Coordinate annotation records ▸
- - -

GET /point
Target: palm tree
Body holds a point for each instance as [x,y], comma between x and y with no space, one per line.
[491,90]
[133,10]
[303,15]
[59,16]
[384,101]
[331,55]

- - -

Render every line of the records above as a JSON array of strings, one string per line, omitting blank lines.

OUTPUT OF THE EXERCISE ▸
[
  "GET /point",
  "Target: palm tree",
  "Body holds a point for each instance as [x,y], comma between x and y with no space, one per line.",
  "[491,90]",
  "[133,10]",
  "[303,15]",
  "[59,16]",
  "[384,101]",
  "[331,55]"
]